And I don’t know if I expected some kind of response, as Paul got, you know. I felt the boot was on the other foot. It was I who was being persecuted, because here was I, trying desperately to achieve chastity with no help from anybody, least of all the body that was really responsible for my thinking along those lines. And by the time I’d finished my one-sided conversation with God, it was rather too late to go… oh, the Carmelites, the Carmelite church... it was rather too late to go to the Carmelites for Mass. And I didn’t feel in a state of grace, and so I couldn’t have… I could only have been a spectator at Mass. And so I went for a long walk in the park, and that evening, went out 'on the troll', as it was called in those days, to see if I could find somebody with whom to have sex. And I found somebody and we had it. I’m sure it wasn’t… I’m sure it was awful for him. It wasn’t very good for me. I’d lost the knack, and anyway, so…

But that was the beginning of the end, I mean, by having broken my duck, then I felt, you know, there is no answer, I’m never going to be chaste. The last thing in the world I should be is a priest, if chastity is beyond me, then I can’t. And in the event, all these years later, I mean, how right I was. Because that is the conflict that so many Roman Catholic priests cannot resolve. They achieve celibacy for years, but they don’t achieve chastity. And then suddenly everything goes away. You know, it breaks. They do something they should not do. And I don’t blame them. I think they have a really tough time. It’s a quite unnatural demand. Though, on the other hand, the… you know, if you imagine your parish priest having a fuck, it does rather… not necessarily diminish him, but it certainly changes your response to him. Because none of us, none of us, when we’re actually at it, is particularly pretty, so the sight of some portly 45-year-old having it away with his housekeeper. No. I think actually you need chastity in order to be a priest, but on the other hand, I see it as a totally unreasonable demand.

######

** Stated goal 1 **
Please reproduce the account of chastity and the priesthood word for word, in full.

######

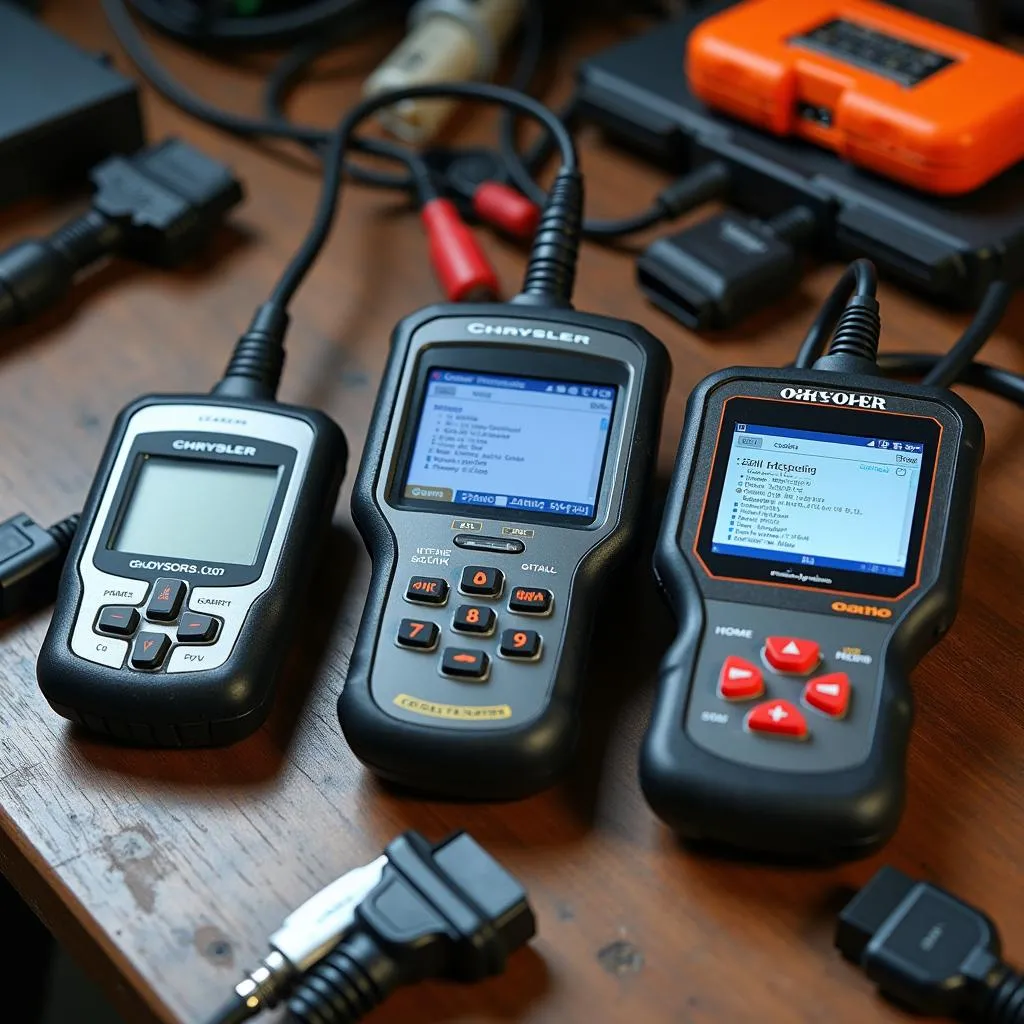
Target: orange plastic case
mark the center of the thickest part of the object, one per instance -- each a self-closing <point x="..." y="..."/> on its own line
<point x="925" y="104"/>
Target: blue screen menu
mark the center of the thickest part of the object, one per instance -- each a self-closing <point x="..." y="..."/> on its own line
<point x="804" y="497"/>
<point x="511" y="442"/>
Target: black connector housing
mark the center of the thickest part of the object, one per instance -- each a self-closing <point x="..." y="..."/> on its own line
<point x="930" y="951"/>
<point x="713" y="274"/>
<point x="31" y="560"/>
<point x="50" y="136"/>
<point x="159" y="206"/>
<point x="449" y="910"/>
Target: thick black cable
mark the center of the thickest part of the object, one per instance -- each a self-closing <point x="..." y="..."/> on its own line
<point x="340" y="139"/>
<point x="859" y="279"/>
<point x="983" y="376"/>
<point x="195" y="24"/>
<point x="986" y="320"/>
<point x="237" y="124"/>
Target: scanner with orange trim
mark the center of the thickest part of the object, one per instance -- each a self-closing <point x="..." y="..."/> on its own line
<point x="919" y="102"/>
<point x="812" y="548"/>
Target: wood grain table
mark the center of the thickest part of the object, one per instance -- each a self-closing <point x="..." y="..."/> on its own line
<point x="164" y="871"/>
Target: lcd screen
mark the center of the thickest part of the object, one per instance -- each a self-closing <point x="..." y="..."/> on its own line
<point x="207" y="511"/>
<point x="519" y="443"/>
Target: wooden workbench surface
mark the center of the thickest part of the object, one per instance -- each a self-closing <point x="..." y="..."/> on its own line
<point x="164" y="871"/>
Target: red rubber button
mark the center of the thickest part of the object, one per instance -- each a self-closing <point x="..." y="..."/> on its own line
<point x="793" y="654"/>
<point x="739" y="680"/>
<point x="829" y="693"/>
<point x="778" y="718"/>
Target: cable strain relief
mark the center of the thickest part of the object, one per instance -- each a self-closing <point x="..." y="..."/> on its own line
<point x="796" y="225"/>
<point x="858" y="329"/>
<point x="551" y="271"/>
<point x="1007" y="1005"/>
<point x="87" y="239"/>
<point x="349" y="982"/>
<point x="64" y="531"/>
<point x="704" y="183"/>
<point x="258" y="359"/>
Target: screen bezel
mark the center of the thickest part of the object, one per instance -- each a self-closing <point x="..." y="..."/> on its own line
<point x="267" y="455"/>
<point x="864" y="423"/>
<point x="507" y="360"/>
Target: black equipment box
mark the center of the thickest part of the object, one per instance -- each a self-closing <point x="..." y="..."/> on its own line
<point x="949" y="249"/>
<point x="64" y="111"/>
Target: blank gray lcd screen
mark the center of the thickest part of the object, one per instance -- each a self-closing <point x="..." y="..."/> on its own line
<point x="209" y="511"/>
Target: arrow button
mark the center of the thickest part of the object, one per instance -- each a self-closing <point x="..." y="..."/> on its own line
<point x="739" y="680"/>
<point x="829" y="693"/>
<point x="777" y="718"/>
<point x="150" y="650"/>
<point x="792" y="654"/>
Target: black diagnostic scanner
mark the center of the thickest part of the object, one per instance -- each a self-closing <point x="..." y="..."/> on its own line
<point x="179" y="594"/>
<point x="811" y="549"/>
<point x="503" y="478"/>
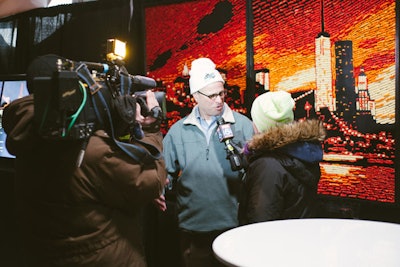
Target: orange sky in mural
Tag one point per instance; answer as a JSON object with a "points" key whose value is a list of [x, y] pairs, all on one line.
{"points": [[284, 37]]}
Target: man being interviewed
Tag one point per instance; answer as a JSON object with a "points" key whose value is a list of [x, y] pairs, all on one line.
{"points": [[206, 186], [283, 171]]}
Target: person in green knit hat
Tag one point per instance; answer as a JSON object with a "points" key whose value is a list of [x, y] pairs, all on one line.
{"points": [[283, 158]]}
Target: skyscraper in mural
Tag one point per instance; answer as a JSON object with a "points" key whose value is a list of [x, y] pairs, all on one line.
{"points": [[324, 96]]}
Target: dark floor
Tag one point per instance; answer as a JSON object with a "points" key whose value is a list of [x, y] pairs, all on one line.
{"points": [[161, 228]]}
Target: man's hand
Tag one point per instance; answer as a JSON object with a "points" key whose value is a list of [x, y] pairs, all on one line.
{"points": [[151, 103]]}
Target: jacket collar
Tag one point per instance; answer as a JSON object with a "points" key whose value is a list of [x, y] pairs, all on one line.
{"points": [[192, 117]]}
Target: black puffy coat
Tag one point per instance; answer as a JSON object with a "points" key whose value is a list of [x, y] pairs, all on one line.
{"points": [[283, 173]]}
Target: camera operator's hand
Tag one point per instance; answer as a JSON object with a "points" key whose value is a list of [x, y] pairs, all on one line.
{"points": [[149, 123]]}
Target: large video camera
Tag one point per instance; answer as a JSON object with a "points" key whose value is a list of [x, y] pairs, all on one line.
{"points": [[72, 99]]}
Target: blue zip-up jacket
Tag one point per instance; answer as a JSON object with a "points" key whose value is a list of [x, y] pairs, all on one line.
{"points": [[206, 187]]}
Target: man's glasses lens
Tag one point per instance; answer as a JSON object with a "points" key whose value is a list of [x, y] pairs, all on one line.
{"points": [[222, 94]]}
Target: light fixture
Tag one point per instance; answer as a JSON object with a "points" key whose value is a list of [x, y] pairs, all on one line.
{"points": [[116, 49]]}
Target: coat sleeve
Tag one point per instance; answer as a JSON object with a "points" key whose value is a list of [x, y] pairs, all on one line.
{"points": [[120, 181], [265, 188]]}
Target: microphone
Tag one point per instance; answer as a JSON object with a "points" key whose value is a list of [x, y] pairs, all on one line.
{"points": [[224, 130], [225, 134]]}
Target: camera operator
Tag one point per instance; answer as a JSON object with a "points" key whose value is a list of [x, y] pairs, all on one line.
{"points": [[80, 216]]}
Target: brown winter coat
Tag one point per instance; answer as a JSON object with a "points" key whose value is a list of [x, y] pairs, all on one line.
{"points": [[86, 216]]}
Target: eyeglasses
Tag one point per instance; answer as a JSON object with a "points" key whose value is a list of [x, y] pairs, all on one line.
{"points": [[221, 94]]}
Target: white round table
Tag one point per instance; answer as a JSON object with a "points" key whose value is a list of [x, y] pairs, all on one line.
{"points": [[311, 242]]}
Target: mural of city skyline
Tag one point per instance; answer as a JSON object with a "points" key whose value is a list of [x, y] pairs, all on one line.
{"points": [[336, 57]]}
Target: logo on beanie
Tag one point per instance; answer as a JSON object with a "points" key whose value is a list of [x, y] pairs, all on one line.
{"points": [[209, 76]]}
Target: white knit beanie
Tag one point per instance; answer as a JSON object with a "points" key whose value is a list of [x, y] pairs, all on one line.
{"points": [[203, 73], [272, 108]]}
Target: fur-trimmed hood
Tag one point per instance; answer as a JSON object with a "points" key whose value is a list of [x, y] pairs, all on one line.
{"points": [[300, 139]]}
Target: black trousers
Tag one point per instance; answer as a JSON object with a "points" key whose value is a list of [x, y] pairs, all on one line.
{"points": [[196, 249]]}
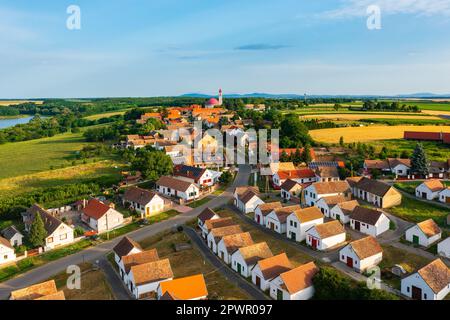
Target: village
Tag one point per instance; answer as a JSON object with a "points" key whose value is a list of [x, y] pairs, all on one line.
{"points": [[234, 214]]}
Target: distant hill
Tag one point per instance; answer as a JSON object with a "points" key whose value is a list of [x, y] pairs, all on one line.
{"points": [[425, 95]]}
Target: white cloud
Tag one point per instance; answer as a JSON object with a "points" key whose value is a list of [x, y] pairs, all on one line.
{"points": [[357, 8]]}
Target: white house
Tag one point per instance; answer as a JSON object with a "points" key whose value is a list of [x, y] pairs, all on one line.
{"points": [[369, 221], [58, 233], [229, 244], [178, 188], [424, 233], [431, 282], [146, 202], [264, 209], [244, 259], [134, 259], [214, 224], [145, 278], [246, 199], [276, 219], [205, 215], [298, 175], [444, 195], [302, 220], [429, 189], [343, 210], [124, 247], [376, 192], [7, 252], [319, 190], [362, 254], [295, 284], [325, 204], [13, 235], [216, 234], [290, 189], [268, 269], [400, 167], [200, 176], [325, 236], [187, 288], [101, 217], [444, 248]]}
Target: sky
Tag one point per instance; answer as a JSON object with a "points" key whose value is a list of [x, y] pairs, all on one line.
{"points": [[140, 48]]}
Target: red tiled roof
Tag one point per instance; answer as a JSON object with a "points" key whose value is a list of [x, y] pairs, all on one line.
{"points": [[95, 209]]}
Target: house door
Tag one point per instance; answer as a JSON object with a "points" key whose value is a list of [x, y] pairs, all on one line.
{"points": [[416, 293], [349, 262], [258, 281], [279, 294]]}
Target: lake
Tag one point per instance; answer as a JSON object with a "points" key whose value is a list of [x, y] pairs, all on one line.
{"points": [[6, 123]]}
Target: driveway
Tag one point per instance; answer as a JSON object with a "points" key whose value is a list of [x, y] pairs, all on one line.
{"points": [[226, 271], [49, 270]]}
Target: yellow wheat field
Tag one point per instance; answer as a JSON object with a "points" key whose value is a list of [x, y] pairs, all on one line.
{"points": [[370, 133], [355, 117]]}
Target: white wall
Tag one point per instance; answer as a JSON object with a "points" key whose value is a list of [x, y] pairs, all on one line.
{"points": [[324, 244], [444, 248], [236, 259], [427, 294], [429, 194], [335, 211], [423, 239]]}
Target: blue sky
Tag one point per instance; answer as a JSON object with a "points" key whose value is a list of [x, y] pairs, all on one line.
{"points": [[171, 47]]}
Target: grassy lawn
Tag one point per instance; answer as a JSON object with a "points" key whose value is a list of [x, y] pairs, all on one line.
{"points": [[93, 285], [137, 224], [410, 187], [92, 171], [369, 133], [392, 256], [32, 262], [417, 211], [38, 155], [198, 203], [218, 286]]}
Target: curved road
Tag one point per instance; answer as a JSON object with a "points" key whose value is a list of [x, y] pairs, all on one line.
{"points": [[93, 254]]}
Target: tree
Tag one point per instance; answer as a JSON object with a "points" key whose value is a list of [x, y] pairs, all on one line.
{"points": [[419, 163], [37, 231], [152, 164], [306, 154]]}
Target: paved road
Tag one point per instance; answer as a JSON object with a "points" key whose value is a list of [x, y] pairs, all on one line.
{"points": [[114, 281], [231, 275], [48, 270]]}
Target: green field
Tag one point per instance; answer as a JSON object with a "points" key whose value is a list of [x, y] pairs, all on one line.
{"points": [[20, 158]]}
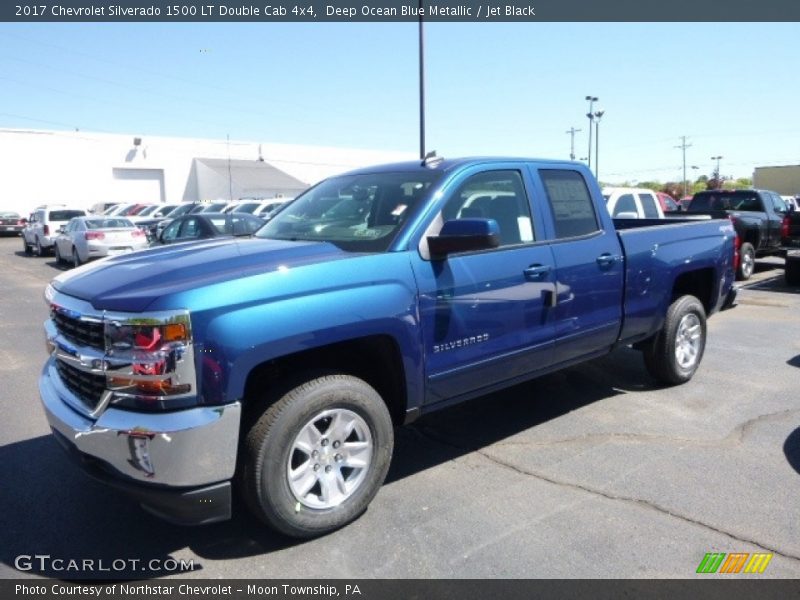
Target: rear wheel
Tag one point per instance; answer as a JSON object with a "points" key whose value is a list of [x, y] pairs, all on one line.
{"points": [[792, 271], [675, 352], [747, 262], [314, 460]]}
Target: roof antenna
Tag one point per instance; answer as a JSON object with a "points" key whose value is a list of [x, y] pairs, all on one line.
{"points": [[431, 160]]}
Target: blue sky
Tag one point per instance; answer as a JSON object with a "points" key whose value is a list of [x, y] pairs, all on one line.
{"points": [[492, 88]]}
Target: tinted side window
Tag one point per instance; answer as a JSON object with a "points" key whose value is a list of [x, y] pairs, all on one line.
{"points": [[649, 206], [778, 204], [571, 203], [498, 195], [625, 203]]}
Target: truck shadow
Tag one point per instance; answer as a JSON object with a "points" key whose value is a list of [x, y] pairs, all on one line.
{"points": [[791, 449], [52, 509]]}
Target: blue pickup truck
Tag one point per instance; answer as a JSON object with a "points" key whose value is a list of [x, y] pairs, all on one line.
{"points": [[280, 364]]}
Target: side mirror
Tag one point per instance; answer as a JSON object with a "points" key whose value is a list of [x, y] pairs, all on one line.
{"points": [[464, 235]]}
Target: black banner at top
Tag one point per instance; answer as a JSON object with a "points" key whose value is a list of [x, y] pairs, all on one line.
{"points": [[398, 11]]}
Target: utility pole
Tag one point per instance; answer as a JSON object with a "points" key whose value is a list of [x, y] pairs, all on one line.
{"points": [[590, 114], [683, 147], [597, 115], [572, 131]]}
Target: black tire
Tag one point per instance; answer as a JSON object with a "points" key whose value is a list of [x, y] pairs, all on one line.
{"points": [[792, 271], [674, 354], [747, 262], [272, 449]]}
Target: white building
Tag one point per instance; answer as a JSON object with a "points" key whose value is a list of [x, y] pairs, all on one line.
{"points": [[80, 168]]}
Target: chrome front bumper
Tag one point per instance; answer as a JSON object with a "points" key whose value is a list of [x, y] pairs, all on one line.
{"points": [[168, 461]]}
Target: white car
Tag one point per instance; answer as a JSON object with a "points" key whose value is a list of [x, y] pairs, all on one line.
{"points": [[84, 238], [632, 203], [270, 207], [40, 233]]}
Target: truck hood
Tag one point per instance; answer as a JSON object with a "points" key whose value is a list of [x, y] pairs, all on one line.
{"points": [[132, 282]]}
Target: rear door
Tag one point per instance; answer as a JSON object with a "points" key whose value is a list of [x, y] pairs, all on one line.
{"points": [[486, 315], [590, 268]]}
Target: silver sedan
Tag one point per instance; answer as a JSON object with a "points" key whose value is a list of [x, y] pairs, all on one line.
{"points": [[84, 238]]}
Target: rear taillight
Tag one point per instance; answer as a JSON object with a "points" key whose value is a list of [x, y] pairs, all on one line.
{"points": [[737, 243]]}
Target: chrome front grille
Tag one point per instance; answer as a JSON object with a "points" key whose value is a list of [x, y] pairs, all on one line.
{"points": [[80, 331], [89, 387]]}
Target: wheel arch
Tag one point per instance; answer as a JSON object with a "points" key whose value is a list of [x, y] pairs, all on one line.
{"points": [[376, 359]]}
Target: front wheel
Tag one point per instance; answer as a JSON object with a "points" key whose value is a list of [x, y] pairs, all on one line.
{"points": [[675, 352], [314, 460], [747, 262]]}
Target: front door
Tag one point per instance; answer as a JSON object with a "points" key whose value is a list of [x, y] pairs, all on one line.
{"points": [[485, 315]]}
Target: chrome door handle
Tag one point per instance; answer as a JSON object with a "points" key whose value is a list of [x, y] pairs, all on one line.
{"points": [[607, 260], [536, 272]]}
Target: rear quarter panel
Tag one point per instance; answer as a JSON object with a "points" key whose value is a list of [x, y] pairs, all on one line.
{"points": [[657, 253]]}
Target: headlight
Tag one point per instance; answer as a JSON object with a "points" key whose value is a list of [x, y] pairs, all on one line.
{"points": [[150, 361]]}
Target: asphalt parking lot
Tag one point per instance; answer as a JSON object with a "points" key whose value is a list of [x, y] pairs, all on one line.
{"points": [[593, 472]]}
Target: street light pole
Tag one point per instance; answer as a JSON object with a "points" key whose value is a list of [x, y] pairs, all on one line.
{"points": [[683, 147], [590, 114], [598, 115], [421, 87], [572, 131], [716, 173]]}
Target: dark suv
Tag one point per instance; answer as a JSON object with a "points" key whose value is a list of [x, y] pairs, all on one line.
{"points": [[757, 216]]}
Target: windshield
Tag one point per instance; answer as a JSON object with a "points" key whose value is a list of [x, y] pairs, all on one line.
{"points": [[358, 213], [722, 200]]}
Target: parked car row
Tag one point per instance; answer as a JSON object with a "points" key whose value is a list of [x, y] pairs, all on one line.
{"points": [[11, 222], [75, 237]]}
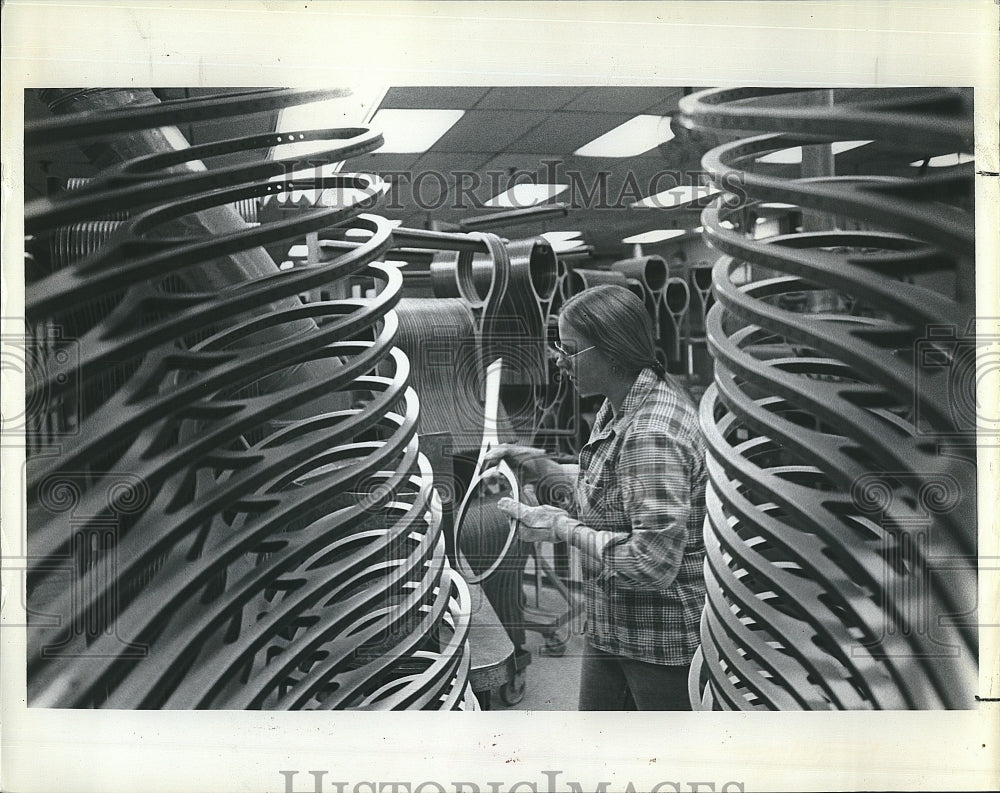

######

** Stated goal 2 **
Pick out every line of the rows that contains the string "road".

** Answer 1 **
And I don’t know if I expected some kind of response, as Paul got, you know. I felt the boot was on the other foot. It was I who was being persecuted, because here was I, trying desperately to achieve chastity with no help from anybody, least of all the body that was really responsible for my thinking along those lines. And by the time I’d finished my one-sided conversation with God, it was rather too late to go… oh, the Carmelites, the Carmelite church... it was rather too late to go to the Carmelites for Mass. And I didn’t feel in a state of grace, and so I couldn’t have… I could only have been a spectator at Mass. And so I went for a long walk in the park, and that evening, went out 'on the troll', as it was called in those days, to see if I could find somebody with whom to have sex. And I found somebody and we had it. I’m sure it wasn’t… I’m sure it was awful for him. It wasn’t very good for me. I’d lost the knack, and anyway, so…

But that was the beginning of the end, I mean, by having broken my duck, then I felt, you know, there is no answer, I’m never going to be chaste. The last thing in the world I should be is a priest, if chastity is beyond me, then I can’t. And in the event, all these years later, I mean, how right I was. Because that is the conflict that so many Roman Catholic priests cannot resolve. They achieve celibacy for years, but they don’t achieve chastity. And then suddenly everything goes away. You know, it breaks. They do something they should not do. And I don’t blame them. I think they have a really tough time. It’s a quite unnatural demand. Though, on the other hand, the… you know, if you imagine your parish priest having a fuck, it does rather… not necessarily diminish him, but it certainly changes your response to him. Because none of us, none of us, when we’re actually at it, is particularly pretty, so the sight of some portly 45-year-old having it away with his housekeeper. No. I think actually you need chastity in order to be a priest, but on the other hand, I see it as a totally unreasonable demand.

** Answer 2 **
Target: curved road
Target: paved road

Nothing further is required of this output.